In full and without deviation, write out the entries that follow.

↓

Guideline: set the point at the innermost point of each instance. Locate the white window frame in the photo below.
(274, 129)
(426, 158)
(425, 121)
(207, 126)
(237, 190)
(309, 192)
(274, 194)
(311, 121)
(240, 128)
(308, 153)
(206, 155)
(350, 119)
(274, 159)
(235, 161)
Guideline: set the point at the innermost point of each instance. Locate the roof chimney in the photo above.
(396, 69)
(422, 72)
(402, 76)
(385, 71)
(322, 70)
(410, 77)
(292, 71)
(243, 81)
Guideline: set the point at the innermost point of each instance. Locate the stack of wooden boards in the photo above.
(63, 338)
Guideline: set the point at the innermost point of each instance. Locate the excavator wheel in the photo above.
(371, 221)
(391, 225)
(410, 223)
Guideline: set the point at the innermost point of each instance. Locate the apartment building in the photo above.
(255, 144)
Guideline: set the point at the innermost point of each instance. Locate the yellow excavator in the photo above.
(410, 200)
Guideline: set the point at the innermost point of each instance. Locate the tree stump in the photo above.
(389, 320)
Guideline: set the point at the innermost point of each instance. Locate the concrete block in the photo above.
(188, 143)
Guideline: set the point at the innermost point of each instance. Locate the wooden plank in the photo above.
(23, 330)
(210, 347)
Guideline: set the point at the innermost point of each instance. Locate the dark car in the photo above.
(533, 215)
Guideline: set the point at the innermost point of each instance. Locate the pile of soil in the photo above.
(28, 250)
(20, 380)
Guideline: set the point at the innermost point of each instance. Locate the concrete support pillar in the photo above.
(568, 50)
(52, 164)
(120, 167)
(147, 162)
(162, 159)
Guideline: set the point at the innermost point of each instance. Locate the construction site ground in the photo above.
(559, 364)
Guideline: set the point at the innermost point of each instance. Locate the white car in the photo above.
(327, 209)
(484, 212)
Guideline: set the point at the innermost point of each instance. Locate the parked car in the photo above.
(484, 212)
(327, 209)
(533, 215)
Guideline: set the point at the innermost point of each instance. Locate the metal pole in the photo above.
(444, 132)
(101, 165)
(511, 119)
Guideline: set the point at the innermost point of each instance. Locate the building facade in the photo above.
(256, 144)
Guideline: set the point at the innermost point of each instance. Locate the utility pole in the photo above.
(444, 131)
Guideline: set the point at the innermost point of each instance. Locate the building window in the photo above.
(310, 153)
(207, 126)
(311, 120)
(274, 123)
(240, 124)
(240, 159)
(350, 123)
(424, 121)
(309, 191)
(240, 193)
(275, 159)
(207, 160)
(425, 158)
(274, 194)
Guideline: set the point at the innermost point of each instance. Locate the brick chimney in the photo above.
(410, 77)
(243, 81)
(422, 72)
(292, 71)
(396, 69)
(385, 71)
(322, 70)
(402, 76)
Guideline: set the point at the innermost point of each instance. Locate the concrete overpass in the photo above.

↑

> Written solution
Guideline: set the point at the innermost point of each instance. Locate the white window frame in the photo below.
(274, 129)
(426, 158)
(425, 121)
(207, 126)
(237, 190)
(309, 192)
(274, 194)
(311, 121)
(240, 128)
(308, 153)
(206, 155)
(350, 119)
(274, 159)
(235, 161)
Guideline: set the point at the innermost point of each instance. Locate the roof chimney in the photo above.
(396, 69)
(422, 72)
(402, 76)
(385, 71)
(322, 70)
(410, 77)
(292, 71)
(243, 81)
Guideline: set the point at the innermost point of each instance. Locate the stack of wooden boards in the photo above.
(63, 338)
Guideline: set the point at the innermost point of each instance. Locate the excavator wheel in the photo above.
(371, 221)
(391, 225)
(410, 223)
Guideline: set the point at the innermost point of each instance. Locate the apartment building in the photo above.
(255, 144)
Guideline: set the point at the innermost point of each instance. Locate the yellow excavator in the photo above.
(410, 200)
Guideline: set the point at the innermost point of each instance. Locate the tree stump in the photo above.
(389, 320)
Guideline: set the point at the innermost point of each instance. Locate the concrete block in the photo above.
(188, 143)
Guideline: set the point at the innermost point of each instance. Locate the wooden plank in the photo above.
(23, 330)
(210, 347)
Guideline: set the point at the innermost point of each instance. Locate the dark car in the photo above.
(533, 215)
Guideline: set the point at the innermost point of each instance. Locate the pile of soil in the photo above.
(28, 250)
(20, 380)
Guideline: set the point at the innermost point of each instance. Locate the concrete support pillar in the photo above.
(568, 50)
(52, 164)
(120, 167)
(147, 162)
(162, 159)
Guideline: set the point at the innermost point of each instance. Locate the construction site ground in the photo above.
(559, 364)
Guideline: set the point at the innermost point of each instance. Locate the white car in the photo above.
(327, 209)
(484, 212)
Guideline: set the point at the innermost point of each instance. Locate the parked car in the photo above.
(484, 212)
(327, 209)
(533, 215)
Guideline: set the point at the innermost point of each instance. Locate the metal pole in the photo above.
(444, 132)
(101, 165)
(511, 119)
Guideline: set the point at the innermost point of each instance. Locate the building facade in the photo above.
(256, 144)
Guideline: set the point at the innermost point of each instance. Locate the utility pole in the photo above.
(444, 131)
Guideline: set the point at the innermost point of each instance. Locate the building window in the photo above.
(310, 153)
(207, 126)
(311, 120)
(274, 123)
(240, 124)
(240, 159)
(350, 123)
(424, 121)
(309, 191)
(240, 193)
(275, 159)
(207, 160)
(425, 158)
(274, 194)
Guideline: set the point at the innermost point of each instance. Locate the brick chimney in the photo above.
(410, 77)
(243, 81)
(422, 72)
(292, 71)
(396, 69)
(385, 71)
(322, 70)
(402, 76)
Guideline: set the point at the innermost point of each instance. Locate the concrete overpass in the photo above.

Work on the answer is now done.